> [Given instruction A] In the model configuration section, what horizontal resolution are the reanalysis data simulated at?

> [Selected text]
——————————
Model Configuration

The regional climate model we present here is a limited area model, and thus must receive forcing data, i.e. initial and boundary conditions, from another source model. First we summarize these large-scale simulations and follow with a detailed discussion of the regional model configuration.

A.    Forcing data

Reanalysis simulations with a general circulation model (GCM) provide an excellent forcing dataset for validating the regional model. Reanalysis grids are similar to free-running global models in terms of spatial resolution. However, since observations are assimilated into the simulation, simulated large-scale fields such as temperature, geopotential heights, and humidity are closely constrained to the actual atmospheric state. Thus, the output fields represent an idealize GCM in which the large-scale atmospheric state and its time evolution is well represented on the daily, seasonal, and interannual scale. Regional simulations forced by reanalysis fields help isolate deficiencies in the regional model without the complexity of biases inherited from the forcing model. Here, we use the NCEP/NCAR Reanalysis Project (NNRP) data {Kalnay 1996} for the 10-year period 1990-1999. Data are simulated at 6-hourly intervals, 2.5 degree x 2.5 degree horizontal resolution (approx. 275 km x 200 km), and 17 pressure levels.
——————————
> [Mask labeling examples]
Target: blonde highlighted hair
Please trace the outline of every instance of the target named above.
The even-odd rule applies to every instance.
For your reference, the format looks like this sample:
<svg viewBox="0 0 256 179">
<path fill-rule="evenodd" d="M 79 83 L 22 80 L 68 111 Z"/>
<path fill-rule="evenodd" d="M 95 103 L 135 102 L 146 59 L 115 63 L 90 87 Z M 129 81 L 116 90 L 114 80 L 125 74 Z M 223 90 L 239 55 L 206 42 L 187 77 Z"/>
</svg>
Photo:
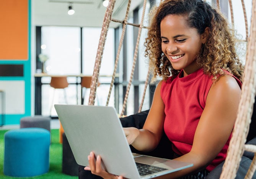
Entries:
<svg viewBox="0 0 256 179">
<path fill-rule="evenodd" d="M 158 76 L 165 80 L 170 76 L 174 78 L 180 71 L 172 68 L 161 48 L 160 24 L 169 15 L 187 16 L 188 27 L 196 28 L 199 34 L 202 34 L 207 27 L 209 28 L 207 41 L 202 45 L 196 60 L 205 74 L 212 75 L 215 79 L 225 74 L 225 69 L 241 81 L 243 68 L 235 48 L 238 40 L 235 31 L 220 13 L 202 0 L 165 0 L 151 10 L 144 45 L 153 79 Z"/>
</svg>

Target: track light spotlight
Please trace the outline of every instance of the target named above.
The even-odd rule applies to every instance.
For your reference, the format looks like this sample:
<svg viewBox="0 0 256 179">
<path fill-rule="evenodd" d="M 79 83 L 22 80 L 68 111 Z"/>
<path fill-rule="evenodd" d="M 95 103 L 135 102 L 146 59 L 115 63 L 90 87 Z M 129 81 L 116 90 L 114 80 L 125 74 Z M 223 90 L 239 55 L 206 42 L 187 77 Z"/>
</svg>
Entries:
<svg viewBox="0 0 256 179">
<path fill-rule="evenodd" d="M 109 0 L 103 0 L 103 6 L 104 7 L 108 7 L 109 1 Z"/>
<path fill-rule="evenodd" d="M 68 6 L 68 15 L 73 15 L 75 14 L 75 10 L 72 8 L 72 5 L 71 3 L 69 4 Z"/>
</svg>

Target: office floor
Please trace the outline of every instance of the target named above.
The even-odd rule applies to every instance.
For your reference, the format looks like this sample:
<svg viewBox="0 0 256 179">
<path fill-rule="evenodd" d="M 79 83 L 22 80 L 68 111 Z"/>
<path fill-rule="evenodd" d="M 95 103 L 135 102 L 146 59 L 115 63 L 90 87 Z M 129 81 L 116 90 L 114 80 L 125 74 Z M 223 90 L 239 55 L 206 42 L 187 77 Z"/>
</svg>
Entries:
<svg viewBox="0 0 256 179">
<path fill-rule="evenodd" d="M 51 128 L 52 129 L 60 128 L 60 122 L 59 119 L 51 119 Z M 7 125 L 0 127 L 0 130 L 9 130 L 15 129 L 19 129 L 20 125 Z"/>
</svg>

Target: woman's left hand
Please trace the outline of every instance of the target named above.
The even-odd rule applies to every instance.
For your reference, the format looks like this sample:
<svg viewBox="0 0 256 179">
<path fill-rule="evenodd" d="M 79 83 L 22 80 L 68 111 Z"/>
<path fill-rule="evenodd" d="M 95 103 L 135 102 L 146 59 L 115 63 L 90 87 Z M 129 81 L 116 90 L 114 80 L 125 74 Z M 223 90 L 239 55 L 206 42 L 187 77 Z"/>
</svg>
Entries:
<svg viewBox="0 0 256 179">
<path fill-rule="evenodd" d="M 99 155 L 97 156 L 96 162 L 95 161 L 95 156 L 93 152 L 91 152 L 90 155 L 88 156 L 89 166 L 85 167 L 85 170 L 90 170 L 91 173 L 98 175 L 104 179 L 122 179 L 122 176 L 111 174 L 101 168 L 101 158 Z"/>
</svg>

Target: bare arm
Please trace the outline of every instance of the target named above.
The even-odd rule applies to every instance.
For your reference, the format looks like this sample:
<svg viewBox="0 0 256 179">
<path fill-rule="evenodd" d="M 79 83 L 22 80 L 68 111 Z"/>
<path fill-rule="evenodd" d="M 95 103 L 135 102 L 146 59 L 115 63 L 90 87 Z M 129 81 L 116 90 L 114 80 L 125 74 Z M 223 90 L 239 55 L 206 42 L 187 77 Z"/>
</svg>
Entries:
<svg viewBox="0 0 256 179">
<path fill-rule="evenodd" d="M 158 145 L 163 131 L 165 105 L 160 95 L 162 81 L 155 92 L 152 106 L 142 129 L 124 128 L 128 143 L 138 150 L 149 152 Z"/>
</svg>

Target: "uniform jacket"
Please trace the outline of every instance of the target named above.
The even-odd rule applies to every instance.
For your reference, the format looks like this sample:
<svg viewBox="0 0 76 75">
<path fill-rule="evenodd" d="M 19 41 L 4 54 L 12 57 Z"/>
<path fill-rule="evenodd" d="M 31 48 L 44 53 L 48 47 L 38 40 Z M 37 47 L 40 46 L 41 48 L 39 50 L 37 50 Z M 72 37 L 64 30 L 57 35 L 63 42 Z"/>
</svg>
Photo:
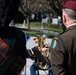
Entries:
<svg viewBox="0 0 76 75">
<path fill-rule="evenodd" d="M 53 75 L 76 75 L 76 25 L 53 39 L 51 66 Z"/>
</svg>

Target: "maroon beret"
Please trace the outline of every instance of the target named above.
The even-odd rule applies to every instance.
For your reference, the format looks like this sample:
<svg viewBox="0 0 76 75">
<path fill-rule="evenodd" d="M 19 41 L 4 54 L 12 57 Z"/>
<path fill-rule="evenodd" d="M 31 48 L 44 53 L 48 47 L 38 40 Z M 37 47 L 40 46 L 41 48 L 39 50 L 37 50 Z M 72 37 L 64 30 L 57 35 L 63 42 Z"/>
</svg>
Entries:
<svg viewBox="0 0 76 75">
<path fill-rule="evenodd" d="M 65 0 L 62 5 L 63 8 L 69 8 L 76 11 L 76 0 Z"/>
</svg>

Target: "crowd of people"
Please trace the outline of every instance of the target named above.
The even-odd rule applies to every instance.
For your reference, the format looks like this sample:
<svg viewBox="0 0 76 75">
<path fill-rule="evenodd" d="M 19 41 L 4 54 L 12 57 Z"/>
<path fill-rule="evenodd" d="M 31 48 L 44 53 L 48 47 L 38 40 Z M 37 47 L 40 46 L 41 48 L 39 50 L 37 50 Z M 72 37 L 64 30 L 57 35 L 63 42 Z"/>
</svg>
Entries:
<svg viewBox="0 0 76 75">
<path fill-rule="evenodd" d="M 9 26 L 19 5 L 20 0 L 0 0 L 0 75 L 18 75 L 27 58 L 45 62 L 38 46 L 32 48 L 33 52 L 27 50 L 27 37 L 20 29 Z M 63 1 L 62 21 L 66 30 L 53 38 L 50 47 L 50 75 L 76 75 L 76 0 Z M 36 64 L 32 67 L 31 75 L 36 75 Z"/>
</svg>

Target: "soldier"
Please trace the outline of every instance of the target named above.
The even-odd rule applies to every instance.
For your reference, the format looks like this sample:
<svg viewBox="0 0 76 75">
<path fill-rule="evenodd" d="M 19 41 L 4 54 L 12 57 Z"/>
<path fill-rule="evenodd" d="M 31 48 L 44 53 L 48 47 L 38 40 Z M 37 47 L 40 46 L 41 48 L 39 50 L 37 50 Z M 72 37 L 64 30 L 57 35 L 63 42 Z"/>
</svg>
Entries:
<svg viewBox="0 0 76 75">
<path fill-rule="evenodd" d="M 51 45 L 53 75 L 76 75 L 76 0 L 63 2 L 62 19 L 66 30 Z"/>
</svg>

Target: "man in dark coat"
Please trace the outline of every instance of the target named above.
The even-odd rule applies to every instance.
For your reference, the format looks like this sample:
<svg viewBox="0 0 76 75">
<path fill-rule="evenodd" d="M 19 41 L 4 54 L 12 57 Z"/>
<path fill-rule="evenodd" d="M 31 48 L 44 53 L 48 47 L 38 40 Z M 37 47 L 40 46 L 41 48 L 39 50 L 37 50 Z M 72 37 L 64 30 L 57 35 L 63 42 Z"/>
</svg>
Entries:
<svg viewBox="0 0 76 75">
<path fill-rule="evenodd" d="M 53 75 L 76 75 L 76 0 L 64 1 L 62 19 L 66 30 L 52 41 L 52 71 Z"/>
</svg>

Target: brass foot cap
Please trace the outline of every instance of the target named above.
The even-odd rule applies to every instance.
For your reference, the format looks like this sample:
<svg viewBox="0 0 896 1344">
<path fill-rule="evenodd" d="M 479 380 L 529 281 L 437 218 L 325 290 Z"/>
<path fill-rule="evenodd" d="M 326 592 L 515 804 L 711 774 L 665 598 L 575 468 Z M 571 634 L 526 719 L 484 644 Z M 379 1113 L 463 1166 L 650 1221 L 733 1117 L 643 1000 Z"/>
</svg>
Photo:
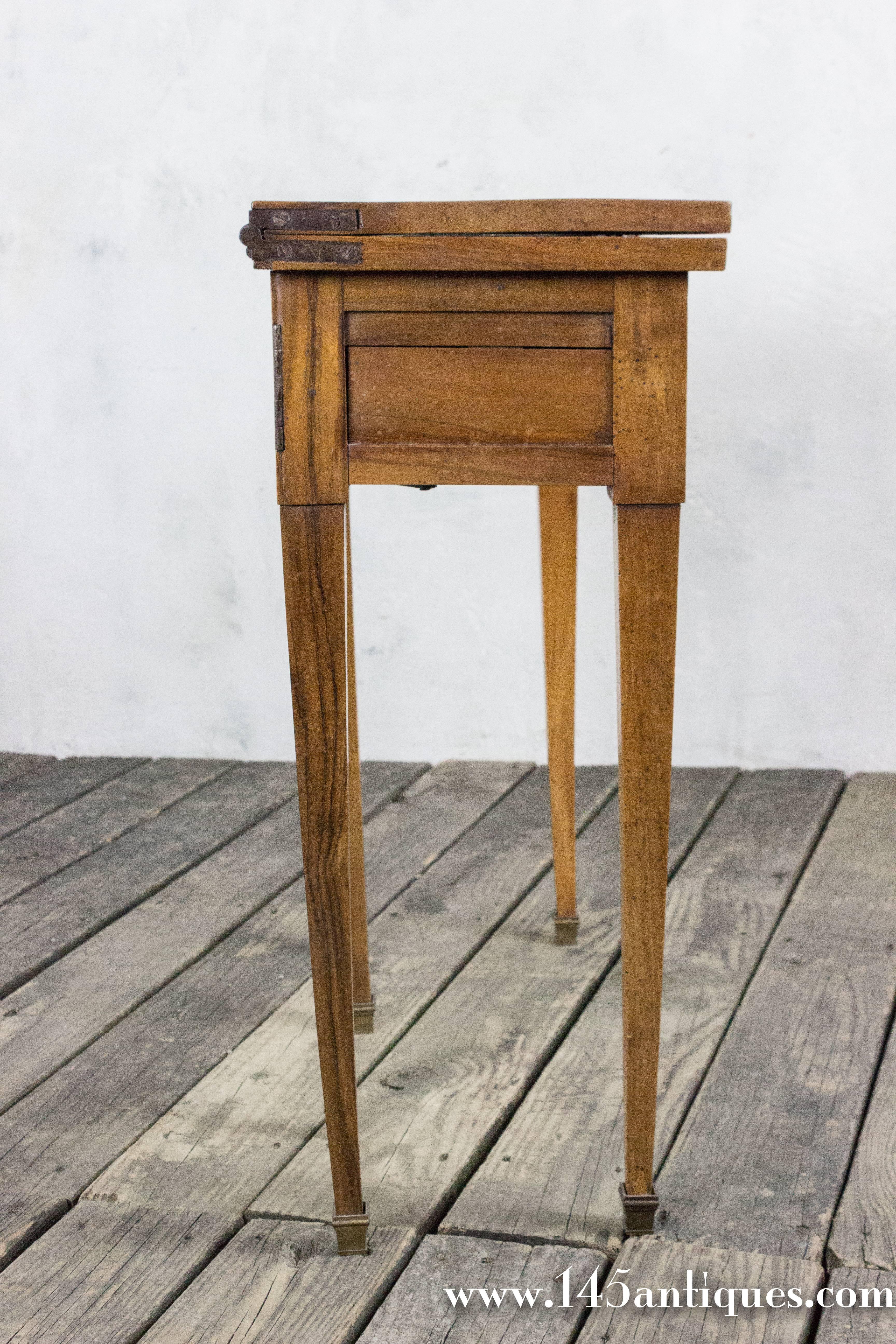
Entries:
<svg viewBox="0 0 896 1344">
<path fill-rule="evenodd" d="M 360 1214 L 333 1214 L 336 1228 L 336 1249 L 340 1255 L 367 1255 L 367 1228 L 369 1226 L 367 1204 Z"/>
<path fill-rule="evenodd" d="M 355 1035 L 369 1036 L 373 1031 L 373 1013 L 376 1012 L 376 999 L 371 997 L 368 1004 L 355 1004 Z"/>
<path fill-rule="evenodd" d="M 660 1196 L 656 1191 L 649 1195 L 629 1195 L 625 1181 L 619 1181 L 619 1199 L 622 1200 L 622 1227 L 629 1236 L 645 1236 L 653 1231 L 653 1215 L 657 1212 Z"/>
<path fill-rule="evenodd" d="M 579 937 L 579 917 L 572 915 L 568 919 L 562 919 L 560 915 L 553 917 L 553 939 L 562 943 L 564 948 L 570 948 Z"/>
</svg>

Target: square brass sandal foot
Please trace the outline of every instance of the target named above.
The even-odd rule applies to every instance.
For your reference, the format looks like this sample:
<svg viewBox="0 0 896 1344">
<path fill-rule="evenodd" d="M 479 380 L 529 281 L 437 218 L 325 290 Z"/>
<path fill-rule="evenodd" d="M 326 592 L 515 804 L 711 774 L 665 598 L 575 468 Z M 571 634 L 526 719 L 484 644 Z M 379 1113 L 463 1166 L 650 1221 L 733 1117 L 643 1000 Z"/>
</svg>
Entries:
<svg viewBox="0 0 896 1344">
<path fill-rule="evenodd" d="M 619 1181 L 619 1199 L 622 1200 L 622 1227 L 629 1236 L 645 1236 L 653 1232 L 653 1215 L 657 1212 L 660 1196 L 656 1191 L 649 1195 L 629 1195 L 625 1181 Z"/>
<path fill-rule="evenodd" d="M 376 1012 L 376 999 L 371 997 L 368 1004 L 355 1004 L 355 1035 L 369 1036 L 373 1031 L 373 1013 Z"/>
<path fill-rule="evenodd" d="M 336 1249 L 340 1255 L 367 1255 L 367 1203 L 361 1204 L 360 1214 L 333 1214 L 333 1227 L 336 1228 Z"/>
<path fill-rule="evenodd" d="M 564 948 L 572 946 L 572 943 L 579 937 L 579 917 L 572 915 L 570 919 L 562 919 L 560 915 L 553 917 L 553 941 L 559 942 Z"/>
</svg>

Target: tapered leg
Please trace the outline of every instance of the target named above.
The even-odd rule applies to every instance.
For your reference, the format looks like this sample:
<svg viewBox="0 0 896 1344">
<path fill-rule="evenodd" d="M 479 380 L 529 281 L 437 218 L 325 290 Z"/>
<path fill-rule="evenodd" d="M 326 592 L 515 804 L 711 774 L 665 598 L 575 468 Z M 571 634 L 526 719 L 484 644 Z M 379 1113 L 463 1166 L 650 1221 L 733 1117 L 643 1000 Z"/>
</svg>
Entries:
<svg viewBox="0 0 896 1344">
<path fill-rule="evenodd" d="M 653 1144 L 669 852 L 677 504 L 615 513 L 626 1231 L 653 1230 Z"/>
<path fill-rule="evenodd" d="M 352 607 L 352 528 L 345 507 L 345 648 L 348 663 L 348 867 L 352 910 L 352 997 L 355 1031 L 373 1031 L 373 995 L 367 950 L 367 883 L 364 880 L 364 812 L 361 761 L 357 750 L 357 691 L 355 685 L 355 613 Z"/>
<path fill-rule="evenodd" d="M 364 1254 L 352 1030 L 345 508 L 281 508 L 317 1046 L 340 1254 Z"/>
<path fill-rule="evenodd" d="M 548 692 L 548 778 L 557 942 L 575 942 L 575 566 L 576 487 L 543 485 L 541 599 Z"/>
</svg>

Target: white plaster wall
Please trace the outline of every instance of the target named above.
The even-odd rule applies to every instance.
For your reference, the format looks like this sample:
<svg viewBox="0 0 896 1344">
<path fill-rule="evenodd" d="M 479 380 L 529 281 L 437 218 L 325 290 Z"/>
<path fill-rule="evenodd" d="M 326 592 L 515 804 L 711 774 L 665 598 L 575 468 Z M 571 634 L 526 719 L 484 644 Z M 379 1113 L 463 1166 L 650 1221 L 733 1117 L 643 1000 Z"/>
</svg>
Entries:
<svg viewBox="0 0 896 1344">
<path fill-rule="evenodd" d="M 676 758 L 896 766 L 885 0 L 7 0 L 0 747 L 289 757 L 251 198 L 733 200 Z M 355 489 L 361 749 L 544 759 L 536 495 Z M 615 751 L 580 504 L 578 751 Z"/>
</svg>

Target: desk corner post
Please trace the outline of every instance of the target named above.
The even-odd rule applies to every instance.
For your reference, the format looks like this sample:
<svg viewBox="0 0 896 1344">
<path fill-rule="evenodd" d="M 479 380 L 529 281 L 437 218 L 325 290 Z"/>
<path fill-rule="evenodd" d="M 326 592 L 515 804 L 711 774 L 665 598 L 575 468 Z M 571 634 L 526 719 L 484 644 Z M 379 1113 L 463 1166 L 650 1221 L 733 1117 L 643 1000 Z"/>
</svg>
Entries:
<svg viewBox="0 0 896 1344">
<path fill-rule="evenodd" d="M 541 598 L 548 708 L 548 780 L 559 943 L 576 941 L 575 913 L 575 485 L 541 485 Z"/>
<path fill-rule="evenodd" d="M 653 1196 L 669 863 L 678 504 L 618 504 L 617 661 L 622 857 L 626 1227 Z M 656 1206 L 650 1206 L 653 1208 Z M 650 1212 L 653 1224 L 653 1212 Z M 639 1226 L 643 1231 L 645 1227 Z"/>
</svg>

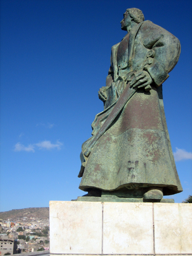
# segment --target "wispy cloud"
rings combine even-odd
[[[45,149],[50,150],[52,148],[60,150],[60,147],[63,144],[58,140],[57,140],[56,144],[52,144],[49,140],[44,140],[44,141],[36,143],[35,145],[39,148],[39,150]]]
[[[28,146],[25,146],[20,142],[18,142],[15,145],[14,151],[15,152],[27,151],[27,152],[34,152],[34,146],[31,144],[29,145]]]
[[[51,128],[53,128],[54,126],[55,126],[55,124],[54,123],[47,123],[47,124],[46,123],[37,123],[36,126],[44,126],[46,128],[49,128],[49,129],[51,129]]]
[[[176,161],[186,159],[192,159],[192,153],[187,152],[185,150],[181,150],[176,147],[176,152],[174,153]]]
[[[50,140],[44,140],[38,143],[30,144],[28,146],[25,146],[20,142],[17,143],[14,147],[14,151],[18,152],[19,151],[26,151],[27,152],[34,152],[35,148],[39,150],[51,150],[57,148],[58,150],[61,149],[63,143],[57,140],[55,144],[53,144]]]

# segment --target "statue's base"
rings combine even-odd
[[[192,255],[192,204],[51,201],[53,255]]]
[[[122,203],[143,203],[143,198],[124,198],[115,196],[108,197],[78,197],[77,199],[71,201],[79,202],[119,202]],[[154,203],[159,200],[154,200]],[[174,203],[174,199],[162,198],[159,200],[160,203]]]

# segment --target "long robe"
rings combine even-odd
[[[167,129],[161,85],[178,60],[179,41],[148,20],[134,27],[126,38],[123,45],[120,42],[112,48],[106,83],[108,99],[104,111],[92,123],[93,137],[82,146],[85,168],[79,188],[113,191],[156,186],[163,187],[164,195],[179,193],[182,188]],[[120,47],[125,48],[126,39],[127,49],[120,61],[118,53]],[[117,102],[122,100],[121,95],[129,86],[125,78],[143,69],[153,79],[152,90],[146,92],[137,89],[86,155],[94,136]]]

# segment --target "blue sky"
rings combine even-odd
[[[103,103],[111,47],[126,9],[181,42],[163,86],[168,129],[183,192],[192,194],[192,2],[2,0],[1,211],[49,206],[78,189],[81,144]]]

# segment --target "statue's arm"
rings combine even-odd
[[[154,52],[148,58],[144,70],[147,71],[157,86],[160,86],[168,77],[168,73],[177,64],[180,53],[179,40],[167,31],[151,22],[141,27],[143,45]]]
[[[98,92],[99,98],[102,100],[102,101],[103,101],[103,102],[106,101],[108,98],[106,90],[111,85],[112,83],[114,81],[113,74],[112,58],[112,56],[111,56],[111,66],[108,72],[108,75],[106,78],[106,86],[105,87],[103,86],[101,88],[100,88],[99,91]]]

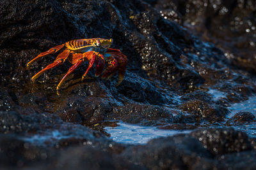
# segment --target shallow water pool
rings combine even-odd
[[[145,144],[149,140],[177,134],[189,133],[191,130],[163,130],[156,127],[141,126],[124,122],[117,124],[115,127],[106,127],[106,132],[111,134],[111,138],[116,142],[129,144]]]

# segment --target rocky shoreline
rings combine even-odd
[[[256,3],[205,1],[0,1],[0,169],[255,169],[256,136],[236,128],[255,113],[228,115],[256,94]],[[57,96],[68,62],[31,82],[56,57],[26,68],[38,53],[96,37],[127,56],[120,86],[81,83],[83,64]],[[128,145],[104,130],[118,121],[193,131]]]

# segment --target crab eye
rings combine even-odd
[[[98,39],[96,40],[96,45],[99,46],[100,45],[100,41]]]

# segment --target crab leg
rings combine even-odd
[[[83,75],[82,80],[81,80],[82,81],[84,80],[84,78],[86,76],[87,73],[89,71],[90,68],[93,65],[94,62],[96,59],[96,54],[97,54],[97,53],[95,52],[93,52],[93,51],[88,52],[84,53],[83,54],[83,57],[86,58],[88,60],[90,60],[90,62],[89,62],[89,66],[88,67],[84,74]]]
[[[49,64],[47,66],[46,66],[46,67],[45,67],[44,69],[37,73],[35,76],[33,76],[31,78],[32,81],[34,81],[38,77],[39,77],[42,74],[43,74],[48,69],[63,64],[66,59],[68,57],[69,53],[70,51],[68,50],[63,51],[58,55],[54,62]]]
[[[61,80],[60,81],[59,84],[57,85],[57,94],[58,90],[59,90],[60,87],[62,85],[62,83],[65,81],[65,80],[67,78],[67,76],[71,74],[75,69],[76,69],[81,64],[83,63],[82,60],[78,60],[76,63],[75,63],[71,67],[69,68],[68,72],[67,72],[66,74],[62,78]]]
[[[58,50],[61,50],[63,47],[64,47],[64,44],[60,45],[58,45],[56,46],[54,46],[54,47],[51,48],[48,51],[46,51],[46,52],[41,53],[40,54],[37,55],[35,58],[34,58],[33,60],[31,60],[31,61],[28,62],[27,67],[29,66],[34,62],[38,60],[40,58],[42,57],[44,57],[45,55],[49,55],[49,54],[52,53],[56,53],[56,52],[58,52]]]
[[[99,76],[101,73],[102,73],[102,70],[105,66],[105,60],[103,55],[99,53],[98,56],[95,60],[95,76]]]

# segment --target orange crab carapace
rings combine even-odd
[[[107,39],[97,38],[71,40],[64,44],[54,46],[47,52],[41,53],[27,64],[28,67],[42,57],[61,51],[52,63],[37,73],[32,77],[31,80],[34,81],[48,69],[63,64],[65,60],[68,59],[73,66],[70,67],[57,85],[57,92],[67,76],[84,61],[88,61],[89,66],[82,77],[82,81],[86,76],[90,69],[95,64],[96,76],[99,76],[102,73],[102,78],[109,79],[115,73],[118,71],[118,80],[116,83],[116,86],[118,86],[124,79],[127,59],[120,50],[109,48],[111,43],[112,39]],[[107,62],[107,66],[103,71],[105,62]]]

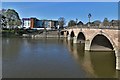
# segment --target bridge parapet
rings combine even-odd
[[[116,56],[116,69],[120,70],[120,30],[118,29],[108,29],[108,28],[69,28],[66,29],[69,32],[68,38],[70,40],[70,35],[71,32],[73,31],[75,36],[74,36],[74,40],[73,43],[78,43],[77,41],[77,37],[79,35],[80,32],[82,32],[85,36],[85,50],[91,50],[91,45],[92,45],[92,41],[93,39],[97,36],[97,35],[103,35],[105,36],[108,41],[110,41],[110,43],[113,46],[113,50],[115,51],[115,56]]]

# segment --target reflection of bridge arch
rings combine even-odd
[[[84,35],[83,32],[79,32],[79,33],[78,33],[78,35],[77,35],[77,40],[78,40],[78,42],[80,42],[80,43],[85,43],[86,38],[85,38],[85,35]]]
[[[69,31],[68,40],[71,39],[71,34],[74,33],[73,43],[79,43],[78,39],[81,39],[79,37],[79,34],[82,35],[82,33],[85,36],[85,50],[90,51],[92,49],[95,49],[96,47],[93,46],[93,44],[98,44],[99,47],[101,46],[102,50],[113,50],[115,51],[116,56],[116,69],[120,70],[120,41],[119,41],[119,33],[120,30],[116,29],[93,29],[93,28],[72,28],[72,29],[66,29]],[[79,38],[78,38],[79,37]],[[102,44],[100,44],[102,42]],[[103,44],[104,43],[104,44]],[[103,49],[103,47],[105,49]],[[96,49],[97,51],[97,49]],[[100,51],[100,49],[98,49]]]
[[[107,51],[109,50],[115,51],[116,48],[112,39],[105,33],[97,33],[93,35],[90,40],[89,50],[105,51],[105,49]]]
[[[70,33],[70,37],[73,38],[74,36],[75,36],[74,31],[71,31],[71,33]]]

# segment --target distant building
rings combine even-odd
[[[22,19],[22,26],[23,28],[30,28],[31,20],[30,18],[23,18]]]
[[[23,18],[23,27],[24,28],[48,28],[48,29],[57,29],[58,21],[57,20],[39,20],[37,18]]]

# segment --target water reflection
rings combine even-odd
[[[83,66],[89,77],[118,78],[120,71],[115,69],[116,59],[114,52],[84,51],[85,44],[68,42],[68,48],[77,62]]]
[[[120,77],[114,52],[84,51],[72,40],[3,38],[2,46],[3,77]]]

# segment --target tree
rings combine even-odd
——————————
> [Given instruction B] Select every line of the listing above that contains the string "statue". Case counts.

> [Worked answer A] 2.5 degree x 2.5 degree (approx. 275 km x 200 km).

> [Worked answer B]
# segment --target "statue's base"
# segment --target "statue's arm"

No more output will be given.